Reproduce only the stretch from the line containing "[locate] the desert plant" through the end of the records, swapping "desert plant" for "succulent" and leaving everything else unchanged.

Dataset entries
** Start **
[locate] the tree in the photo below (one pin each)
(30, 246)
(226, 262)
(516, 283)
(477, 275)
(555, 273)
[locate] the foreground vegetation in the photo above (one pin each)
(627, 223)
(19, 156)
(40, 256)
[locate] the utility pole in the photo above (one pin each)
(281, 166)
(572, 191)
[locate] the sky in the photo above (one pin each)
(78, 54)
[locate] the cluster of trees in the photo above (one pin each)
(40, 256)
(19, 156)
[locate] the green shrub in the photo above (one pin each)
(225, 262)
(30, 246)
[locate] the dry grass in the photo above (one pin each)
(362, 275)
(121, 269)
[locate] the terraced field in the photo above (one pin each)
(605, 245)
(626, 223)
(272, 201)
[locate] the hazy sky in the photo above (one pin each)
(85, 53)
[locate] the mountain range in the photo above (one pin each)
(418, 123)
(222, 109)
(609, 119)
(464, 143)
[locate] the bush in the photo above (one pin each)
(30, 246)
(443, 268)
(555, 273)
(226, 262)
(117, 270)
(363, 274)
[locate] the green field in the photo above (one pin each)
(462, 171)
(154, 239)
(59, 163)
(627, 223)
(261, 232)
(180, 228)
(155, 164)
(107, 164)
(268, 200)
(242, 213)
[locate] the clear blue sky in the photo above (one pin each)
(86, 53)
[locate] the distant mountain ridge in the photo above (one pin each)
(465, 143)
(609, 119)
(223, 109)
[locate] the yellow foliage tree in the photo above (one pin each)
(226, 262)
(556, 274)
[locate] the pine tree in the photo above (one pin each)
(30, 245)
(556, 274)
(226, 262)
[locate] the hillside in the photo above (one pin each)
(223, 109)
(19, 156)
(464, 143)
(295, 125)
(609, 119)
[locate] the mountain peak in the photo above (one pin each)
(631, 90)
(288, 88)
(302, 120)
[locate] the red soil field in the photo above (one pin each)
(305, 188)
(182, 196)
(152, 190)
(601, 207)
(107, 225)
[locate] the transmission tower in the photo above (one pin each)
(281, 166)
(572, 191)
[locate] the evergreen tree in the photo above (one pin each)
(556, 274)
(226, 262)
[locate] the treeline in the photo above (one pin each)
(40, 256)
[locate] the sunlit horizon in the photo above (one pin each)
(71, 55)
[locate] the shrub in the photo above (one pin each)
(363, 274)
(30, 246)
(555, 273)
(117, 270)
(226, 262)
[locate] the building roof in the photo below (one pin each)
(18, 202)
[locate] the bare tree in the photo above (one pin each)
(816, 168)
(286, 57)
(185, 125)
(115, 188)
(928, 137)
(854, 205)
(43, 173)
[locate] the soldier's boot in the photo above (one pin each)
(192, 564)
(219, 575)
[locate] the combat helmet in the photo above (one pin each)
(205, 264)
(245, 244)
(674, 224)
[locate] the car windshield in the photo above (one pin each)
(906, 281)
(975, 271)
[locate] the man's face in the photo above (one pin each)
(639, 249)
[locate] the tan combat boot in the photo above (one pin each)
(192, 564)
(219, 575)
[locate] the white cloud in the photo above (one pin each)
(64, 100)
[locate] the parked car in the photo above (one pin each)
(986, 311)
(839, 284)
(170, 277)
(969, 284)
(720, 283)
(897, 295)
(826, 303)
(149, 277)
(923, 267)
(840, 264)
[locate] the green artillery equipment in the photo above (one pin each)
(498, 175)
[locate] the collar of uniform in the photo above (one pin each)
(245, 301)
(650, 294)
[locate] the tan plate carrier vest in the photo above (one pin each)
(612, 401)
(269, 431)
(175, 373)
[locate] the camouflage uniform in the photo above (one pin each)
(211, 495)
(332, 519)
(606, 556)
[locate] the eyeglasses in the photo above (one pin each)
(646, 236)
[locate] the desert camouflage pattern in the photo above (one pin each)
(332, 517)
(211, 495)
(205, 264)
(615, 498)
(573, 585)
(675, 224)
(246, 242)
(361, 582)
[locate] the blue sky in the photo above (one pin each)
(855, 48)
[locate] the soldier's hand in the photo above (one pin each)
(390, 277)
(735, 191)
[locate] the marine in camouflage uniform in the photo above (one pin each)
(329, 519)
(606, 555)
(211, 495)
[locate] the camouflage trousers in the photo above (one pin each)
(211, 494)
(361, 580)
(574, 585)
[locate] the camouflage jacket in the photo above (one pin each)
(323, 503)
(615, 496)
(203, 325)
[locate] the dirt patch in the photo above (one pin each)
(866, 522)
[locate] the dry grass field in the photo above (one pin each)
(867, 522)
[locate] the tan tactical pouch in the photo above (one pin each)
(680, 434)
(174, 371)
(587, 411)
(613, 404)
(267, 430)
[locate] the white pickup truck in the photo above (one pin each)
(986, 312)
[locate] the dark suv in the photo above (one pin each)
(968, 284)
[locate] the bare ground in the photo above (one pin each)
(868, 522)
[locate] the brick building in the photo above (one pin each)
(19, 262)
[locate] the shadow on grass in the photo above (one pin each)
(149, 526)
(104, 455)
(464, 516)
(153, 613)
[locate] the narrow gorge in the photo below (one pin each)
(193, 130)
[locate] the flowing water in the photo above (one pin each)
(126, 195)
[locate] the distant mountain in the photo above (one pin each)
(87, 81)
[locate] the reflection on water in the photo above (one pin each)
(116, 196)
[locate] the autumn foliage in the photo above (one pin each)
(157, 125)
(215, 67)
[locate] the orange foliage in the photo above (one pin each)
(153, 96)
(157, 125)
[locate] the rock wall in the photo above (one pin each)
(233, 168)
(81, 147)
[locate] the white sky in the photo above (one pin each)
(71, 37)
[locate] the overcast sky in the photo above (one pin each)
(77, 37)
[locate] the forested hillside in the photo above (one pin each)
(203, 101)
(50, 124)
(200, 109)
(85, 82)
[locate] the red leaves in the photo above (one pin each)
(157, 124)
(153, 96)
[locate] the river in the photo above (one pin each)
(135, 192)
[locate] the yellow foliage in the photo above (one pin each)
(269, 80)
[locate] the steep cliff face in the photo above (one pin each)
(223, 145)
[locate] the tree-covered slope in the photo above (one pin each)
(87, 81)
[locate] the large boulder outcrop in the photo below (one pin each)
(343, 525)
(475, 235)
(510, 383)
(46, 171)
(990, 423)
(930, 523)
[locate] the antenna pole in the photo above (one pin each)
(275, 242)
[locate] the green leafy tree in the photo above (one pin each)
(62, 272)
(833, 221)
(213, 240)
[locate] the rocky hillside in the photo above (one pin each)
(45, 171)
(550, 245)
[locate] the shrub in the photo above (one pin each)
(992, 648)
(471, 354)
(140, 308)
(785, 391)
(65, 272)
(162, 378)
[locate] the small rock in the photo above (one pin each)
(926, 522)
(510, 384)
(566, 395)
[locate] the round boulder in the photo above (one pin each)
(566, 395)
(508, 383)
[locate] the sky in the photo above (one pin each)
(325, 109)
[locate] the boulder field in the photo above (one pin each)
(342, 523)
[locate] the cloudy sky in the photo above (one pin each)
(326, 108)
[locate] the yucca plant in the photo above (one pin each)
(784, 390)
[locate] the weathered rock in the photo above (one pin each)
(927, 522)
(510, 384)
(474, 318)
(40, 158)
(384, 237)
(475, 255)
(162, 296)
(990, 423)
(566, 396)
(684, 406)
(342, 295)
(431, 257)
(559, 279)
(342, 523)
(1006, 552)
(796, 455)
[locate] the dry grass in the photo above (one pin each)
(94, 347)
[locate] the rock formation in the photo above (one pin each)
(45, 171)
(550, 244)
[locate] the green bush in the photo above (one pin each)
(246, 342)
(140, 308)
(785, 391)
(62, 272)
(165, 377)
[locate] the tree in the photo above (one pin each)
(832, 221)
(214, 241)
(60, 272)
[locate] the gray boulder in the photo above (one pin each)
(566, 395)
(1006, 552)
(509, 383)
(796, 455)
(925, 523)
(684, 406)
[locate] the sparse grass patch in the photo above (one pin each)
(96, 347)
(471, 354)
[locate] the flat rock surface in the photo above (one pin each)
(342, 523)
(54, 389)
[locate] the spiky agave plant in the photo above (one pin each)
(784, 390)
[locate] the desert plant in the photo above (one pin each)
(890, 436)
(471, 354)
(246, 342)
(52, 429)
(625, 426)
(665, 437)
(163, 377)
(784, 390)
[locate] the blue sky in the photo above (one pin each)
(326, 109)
** End **
▶ [Task result]:
[locate] the succulent in the photo above (one pin each)
(890, 436)
(471, 354)
(246, 342)
(52, 429)
(625, 426)
(665, 437)
(163, 377)
(784, 390)
[locate] the blue sky in the photo above (one pin each)
(326, 109)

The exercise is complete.